EXERCISE
Pick out every line in the listing below that contains the string "distant", and copy each one in full. Case counts.

------------------------------------------------

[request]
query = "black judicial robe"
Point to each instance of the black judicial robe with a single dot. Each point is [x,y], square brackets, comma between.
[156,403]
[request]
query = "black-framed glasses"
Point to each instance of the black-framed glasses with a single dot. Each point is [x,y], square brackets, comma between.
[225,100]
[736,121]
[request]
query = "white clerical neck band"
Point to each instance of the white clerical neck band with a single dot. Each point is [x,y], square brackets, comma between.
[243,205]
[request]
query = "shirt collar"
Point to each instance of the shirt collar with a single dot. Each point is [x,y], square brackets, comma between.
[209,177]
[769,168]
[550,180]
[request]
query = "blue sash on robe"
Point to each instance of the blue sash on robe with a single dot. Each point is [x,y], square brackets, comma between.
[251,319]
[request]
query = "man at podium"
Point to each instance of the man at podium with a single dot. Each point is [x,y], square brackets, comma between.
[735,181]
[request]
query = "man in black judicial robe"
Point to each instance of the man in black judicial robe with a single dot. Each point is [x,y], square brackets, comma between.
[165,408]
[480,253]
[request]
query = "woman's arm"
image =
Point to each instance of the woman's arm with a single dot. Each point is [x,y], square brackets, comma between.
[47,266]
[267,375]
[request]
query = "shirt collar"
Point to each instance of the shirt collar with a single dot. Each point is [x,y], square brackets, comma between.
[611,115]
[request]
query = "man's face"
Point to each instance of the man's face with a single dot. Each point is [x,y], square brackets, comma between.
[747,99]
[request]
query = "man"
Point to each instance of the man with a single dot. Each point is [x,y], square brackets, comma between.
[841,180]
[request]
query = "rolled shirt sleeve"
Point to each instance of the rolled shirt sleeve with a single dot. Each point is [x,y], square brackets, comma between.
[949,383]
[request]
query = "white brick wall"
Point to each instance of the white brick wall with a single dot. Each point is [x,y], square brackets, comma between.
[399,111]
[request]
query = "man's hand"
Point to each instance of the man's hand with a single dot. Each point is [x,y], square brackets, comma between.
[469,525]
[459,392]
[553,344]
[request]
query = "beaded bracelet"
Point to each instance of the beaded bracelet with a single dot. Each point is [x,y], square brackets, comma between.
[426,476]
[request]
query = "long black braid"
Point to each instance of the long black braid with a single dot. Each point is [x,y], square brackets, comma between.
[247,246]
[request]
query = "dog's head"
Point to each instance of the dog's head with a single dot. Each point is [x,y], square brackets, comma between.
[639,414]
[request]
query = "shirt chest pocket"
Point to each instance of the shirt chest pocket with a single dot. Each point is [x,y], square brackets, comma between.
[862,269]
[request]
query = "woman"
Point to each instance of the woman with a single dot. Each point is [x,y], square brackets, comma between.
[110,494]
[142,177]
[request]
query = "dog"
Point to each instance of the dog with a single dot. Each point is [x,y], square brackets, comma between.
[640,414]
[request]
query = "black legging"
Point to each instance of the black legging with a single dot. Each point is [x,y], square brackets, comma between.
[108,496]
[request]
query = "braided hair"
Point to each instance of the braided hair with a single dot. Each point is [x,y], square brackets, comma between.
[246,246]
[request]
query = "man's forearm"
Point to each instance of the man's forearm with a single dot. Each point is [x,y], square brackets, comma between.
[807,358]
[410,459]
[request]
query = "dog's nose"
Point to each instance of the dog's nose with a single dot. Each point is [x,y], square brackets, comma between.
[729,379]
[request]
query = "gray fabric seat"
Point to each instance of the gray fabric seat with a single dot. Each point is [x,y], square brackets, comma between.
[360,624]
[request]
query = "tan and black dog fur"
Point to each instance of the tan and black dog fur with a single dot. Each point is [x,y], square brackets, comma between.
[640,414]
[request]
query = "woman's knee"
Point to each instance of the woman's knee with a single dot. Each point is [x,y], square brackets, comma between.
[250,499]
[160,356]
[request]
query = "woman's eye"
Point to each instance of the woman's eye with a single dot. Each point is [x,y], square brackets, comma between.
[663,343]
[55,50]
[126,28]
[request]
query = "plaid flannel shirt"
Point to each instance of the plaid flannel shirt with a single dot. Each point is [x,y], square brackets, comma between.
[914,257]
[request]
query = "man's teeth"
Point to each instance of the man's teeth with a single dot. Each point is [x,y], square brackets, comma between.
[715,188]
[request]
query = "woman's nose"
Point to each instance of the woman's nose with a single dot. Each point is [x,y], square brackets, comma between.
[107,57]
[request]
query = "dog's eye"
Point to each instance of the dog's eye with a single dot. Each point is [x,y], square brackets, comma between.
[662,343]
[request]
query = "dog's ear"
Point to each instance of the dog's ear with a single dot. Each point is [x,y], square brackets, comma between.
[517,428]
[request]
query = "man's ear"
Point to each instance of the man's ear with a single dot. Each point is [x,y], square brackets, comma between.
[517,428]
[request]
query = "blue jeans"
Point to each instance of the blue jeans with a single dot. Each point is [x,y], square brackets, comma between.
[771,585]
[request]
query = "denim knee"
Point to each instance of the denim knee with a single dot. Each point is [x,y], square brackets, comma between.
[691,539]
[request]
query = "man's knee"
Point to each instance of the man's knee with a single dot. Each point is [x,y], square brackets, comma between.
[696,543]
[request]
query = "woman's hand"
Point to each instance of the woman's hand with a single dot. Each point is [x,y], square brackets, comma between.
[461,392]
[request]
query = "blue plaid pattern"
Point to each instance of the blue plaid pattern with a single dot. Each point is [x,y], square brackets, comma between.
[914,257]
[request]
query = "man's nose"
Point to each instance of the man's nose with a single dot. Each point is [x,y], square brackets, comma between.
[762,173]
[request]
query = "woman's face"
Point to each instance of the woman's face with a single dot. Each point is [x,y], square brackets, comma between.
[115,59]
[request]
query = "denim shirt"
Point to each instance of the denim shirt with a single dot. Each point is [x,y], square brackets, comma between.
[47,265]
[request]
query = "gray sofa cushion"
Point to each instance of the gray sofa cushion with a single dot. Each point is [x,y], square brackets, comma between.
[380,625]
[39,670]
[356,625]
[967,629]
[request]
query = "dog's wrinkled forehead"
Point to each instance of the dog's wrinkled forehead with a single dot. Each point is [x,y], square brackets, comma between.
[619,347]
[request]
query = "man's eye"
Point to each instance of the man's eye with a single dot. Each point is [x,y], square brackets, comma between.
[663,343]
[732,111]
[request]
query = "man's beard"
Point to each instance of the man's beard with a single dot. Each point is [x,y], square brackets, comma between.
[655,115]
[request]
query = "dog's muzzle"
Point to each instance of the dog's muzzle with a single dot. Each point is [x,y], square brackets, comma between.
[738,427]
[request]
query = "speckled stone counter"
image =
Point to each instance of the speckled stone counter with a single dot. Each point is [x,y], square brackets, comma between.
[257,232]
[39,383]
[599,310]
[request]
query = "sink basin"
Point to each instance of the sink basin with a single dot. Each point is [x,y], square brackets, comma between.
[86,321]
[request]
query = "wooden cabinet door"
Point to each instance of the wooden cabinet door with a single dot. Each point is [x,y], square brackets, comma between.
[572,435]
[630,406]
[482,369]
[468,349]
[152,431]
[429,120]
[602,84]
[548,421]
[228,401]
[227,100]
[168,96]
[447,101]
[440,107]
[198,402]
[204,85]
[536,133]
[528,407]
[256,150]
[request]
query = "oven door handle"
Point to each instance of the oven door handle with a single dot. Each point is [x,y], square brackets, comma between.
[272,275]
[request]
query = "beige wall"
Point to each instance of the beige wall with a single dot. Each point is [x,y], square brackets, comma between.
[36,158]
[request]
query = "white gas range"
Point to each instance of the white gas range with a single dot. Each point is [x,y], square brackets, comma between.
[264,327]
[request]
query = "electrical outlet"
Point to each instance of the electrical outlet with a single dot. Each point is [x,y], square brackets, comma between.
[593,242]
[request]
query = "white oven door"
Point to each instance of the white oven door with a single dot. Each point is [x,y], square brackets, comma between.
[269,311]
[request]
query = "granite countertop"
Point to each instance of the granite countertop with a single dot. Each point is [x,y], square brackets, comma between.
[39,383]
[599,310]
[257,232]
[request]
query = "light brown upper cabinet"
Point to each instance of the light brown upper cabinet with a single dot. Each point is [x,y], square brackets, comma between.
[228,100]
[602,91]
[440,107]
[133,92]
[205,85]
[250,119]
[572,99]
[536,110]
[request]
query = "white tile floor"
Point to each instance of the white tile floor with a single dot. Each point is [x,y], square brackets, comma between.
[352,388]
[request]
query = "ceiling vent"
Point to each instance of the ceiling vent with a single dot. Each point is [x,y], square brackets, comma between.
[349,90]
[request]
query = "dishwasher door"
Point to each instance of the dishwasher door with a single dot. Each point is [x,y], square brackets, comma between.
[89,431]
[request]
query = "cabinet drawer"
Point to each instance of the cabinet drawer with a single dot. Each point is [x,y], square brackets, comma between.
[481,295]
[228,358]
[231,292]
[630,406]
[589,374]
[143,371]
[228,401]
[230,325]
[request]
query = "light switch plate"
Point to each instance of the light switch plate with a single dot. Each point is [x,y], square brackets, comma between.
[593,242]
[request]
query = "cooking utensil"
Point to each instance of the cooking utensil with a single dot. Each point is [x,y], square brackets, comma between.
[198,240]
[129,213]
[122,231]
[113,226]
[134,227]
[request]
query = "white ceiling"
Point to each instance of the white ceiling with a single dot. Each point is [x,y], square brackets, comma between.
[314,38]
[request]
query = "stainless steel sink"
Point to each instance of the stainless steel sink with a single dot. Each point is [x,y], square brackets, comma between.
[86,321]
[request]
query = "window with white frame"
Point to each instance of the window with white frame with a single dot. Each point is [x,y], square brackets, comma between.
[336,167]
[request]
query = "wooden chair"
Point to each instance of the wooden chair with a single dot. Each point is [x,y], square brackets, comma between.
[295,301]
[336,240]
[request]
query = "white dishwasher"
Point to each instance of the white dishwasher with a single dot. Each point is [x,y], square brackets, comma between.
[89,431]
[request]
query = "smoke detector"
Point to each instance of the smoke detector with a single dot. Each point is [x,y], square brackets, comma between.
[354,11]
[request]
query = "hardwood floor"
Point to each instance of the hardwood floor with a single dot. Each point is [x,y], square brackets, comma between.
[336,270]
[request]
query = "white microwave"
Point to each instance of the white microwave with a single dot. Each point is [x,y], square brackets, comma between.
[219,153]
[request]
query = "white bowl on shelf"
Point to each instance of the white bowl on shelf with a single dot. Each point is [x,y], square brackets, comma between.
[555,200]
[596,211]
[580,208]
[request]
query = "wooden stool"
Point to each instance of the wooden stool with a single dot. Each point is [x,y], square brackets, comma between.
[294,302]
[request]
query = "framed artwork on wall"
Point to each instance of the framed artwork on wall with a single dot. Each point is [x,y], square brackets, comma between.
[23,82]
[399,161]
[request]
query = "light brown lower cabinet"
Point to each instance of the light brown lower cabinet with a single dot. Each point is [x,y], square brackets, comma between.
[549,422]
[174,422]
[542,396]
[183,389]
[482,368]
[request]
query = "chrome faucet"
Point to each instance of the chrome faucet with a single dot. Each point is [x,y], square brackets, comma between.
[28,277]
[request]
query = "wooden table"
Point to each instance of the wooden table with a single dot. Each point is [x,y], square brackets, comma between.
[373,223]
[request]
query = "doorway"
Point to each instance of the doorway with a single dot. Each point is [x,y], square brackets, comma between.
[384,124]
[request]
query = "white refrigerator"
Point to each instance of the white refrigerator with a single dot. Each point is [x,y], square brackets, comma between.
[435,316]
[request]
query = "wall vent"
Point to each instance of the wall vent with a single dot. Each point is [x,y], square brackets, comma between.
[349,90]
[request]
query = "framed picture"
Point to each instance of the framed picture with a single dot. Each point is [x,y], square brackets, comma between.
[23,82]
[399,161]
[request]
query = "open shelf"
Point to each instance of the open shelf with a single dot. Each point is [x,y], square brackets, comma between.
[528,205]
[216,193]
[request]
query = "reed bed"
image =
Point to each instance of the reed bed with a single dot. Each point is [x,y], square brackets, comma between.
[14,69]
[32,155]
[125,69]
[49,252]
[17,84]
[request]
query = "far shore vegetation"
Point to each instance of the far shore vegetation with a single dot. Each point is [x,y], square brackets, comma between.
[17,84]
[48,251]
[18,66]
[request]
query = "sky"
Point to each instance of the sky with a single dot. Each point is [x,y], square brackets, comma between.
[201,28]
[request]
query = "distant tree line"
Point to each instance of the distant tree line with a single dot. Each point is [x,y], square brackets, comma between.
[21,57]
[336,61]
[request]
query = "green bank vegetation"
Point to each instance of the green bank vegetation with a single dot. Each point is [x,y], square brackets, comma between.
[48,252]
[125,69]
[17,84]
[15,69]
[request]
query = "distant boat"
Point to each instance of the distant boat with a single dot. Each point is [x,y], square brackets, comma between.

------------------------------------------------

THE RESULT
query = "distant tree line"
Point to each instance of the distant tree line with a single dot. Each point is [x,y], square brackets, comma between.
query = "distant boat"
Point to each instance of the distant boat with a single dot. Each point is [x,y], square brackets, comma between.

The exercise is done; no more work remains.